- Required action 1
According to the film review below, which actor plays Madonna?
- Required action 2
Reproduce everything in the film review below from "Now, those who" down to "completely on board.", without changes.

=== Text for analysis ===

Dr. Demento (Rainn Wilson) becomes his manager at a party that includes *checks notes* Tiny Tim, Paul Reubens, Salvador Dali, Elton John, and Elvira among others. He rockets to stardom, creating the “Yankovic bump” where original musicians see increases in sales with the release of his music. However, he has grown tired of the parody game and releases his first original title: “Eat It.”

Now, those who have the barest of music knowledge (*raises hand*) knows that “Eat It” is not an original work, but a parody of Michael Jackson’s “Beat It”, and that’s where the movie really begins to diverge with reality. There have been touches on reality like the traveling salesman or the first recording of “My Bologna” happening in a public restroom (both true), but it’s here where the film says that it’s not going to tell something real. It’s going to tell something ridiculous, and I was completely on board.

The first act of this film is the best part of the film, and it’s something glorious. Joke after joke hinging on great delivery from mostly Daniel Radcliffe, it’s a series of funny genre conventions turn on their heads in the most ridiculous ways while including the real Yankovic’s music.

The second act is dominated by Madonna, and it’s still amusing, just not at the same level. Madonna (Evan Rachel Wood) learns of the Yankovic bump (double entendre? You decide) and makes it her mission to get it for herself. She takes over Yankovic’s life, despite his dedication to only writing original material (even with Michael Jackson deciding to turn the tables and parody Yankovic by releasing “Beat It”…in the movie), and it’s all in the mission to get him under her spell to write a parody of something of hers. She becomes the Yoko Ono of the group, pushing him further into alcohol and drugs while splitting the band until he gets into a wreck on the first night of a tour, ends up in a hospital, and gets the inspiration for “Like a Surgeon”, his parody of “Like a Virgin” (turned into a full on-stage number moments later because this is a comedy and it’s funny).

=== Supplied material ===

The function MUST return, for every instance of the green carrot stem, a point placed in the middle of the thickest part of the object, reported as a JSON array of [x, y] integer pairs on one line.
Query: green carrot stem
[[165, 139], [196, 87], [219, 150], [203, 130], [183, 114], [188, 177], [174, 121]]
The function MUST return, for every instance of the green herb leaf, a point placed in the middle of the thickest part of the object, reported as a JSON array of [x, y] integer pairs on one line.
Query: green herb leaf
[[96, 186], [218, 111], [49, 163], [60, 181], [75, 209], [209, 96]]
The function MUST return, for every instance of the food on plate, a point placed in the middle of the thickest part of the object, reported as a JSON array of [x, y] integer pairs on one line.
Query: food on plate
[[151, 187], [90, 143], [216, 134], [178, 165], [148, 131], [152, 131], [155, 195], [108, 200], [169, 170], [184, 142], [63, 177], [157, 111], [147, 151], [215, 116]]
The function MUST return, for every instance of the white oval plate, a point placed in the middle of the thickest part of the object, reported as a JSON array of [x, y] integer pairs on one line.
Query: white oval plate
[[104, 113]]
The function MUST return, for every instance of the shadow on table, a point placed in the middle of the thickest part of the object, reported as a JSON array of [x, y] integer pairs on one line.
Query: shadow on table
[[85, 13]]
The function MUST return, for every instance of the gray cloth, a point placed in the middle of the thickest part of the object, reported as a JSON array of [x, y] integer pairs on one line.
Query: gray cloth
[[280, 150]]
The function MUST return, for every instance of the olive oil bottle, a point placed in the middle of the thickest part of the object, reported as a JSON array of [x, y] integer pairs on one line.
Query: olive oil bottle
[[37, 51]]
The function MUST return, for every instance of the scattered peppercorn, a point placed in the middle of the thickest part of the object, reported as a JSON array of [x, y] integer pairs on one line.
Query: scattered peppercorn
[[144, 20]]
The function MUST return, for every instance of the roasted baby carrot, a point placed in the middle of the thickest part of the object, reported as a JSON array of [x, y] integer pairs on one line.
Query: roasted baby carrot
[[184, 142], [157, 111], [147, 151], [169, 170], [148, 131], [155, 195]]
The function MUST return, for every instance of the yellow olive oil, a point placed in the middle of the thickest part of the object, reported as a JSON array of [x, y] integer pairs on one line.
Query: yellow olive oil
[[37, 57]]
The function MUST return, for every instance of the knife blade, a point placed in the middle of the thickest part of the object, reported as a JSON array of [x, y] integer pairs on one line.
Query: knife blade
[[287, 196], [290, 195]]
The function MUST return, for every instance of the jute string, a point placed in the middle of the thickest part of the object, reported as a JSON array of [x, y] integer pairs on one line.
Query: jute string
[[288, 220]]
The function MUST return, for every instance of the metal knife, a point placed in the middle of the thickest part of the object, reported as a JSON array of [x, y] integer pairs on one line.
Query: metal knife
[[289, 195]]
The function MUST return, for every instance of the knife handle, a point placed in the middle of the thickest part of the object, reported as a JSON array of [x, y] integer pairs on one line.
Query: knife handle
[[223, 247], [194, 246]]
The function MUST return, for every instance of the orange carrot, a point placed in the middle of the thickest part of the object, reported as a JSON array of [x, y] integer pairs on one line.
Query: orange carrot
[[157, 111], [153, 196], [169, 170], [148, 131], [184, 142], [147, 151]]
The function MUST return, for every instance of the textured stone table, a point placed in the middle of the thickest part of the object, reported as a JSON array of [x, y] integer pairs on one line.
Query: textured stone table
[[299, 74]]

===

- Task output 1
Evan Rachel Wood plays Madonna.

- Task output 2
Now, those who have the barest of music knowledge (*raises hand*) knows that “Eat It” is not an original work, but a parody of Michael Jackson’s “Beat It”, and that’s where the movie really begins to diverge with reality. There have been touches on reality like the traveling salesman or the first recording of “My Bologna” happening in a public restroom (both true), but it’s here where the film says that it’s not going to tell something real. It’s going to tell something ridiculous, and I was completely on board.